SELECTED TEXT
• • • • •
Camp Be Your Best aims to boost girls' self-esteem



Rachel Washington, Keona Cooper and Jasmine Tindal giggled as they stood in a circle Saturday afternoon and tried to recite the names of 11 other girls in their group.

Many of the 38 girls who participated in Camp Be Your Best at the Boys & Girls Club of Augusta on 15th Avenue had met that morning.

The game was an icebreaker in which the girls broke into two large circles and tried to learn one another’s names.

Jasmine, 15, said these kinds of activities are one of her favorite things about the camp.

“It’s not just sitting down listening all the time,” she said. “They have us getting up and doing stuff.”

Saturday was the eighth camp in Augusta presented by Cher Best’s Sisters Only Club. The club also holds camps in Thomson and Aiken.

“It’s goal is to improve their self-esteem through the process of learning about different things,” Best said.

The girls, many of whom are members of the Boys & Girls Club of Augusta, are given breakfast, lunch and dinner throughout the free, daylong camp.

Volunteers teach the girls – ages 11 to 17 – about money management, personal hygiene, bullying and education.

After lunch, girls 12 and younger made crafts while the older girls listened to presentations on dating, presented by the Rev. Patrick Outler of Car­pentersville Baptist Church.

Keona, 16, said her older sister, Kimberly Cooper, now 23, participated in the camp. Keona said her sister chose to attend Albany State University after meeting a facilitator who was associated with the college, and now has a career in patient intake administration at University Hospital.

“She said a lot of the women are educated and they knew a lot of information that helped her in her life,” Keona said.

When she began attending five years ago, she found it very informative.

“A lot of the stuff that the women said was true and I could relate to it, even though I was younger,” she said.

Rachel, 14, has been attending the camp for three years and said she enjoys meeting new people every year.

“They encourage young girls to act our age, to be ourselves and be unique and be you,” she said.
• • • • •
Please shorten the paragraph beginning "Keona, 16, said her older sister" from the article on the girls' self-esteem camp into a bulleted list of its main facts.
• • • • •
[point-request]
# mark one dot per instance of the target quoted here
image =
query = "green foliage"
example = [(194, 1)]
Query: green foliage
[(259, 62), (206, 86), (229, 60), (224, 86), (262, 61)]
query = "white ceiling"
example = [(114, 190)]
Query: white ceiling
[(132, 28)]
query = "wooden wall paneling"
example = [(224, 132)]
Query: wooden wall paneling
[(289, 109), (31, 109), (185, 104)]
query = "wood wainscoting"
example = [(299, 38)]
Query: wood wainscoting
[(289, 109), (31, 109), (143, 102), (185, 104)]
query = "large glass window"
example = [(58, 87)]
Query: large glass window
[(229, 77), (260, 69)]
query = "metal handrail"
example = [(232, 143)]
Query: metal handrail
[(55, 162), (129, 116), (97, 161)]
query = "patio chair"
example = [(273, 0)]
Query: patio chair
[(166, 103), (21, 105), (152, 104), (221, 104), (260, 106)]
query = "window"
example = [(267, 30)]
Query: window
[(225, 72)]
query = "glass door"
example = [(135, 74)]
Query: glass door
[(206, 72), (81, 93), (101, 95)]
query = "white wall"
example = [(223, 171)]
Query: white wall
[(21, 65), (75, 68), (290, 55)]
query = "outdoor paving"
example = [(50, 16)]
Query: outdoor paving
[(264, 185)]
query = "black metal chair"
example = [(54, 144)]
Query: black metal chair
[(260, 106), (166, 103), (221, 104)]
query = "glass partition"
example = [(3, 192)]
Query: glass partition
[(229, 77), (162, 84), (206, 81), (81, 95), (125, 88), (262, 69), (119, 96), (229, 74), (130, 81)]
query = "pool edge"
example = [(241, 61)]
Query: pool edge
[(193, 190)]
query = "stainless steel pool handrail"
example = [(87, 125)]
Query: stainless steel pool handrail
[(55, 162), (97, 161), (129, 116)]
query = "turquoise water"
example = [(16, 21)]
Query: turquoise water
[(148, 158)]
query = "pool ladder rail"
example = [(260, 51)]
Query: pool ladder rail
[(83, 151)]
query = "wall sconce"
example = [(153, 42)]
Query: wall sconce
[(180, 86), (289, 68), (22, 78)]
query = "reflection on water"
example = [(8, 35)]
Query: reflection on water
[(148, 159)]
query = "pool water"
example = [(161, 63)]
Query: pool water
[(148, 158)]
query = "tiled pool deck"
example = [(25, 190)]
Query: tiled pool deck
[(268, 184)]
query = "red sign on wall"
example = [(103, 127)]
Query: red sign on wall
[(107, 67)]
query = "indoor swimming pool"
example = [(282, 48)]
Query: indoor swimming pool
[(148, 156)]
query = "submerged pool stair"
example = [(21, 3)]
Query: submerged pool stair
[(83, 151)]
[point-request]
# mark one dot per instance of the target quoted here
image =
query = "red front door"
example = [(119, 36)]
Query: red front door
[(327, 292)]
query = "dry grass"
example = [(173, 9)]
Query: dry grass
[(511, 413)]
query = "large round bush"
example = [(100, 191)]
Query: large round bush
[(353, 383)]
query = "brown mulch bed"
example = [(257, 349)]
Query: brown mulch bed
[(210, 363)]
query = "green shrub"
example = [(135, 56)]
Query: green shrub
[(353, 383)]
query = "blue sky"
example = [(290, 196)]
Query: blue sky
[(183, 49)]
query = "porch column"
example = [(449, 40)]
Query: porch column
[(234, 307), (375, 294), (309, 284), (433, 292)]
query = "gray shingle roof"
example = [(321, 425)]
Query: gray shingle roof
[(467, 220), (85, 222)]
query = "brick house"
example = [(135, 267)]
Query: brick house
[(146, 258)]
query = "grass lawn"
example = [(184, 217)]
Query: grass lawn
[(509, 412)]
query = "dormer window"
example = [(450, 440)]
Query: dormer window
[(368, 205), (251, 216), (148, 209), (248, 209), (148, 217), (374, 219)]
• • • • •
TASK SOLUTION
- Keona is 16.
- Her older sister, Kimberly Cooper, now 23, took part in the camp.
- Kimberly chose Albany State University after meeting a facilitator associated with the college.
- Kimberly now works in patient intake administration at University Hospital.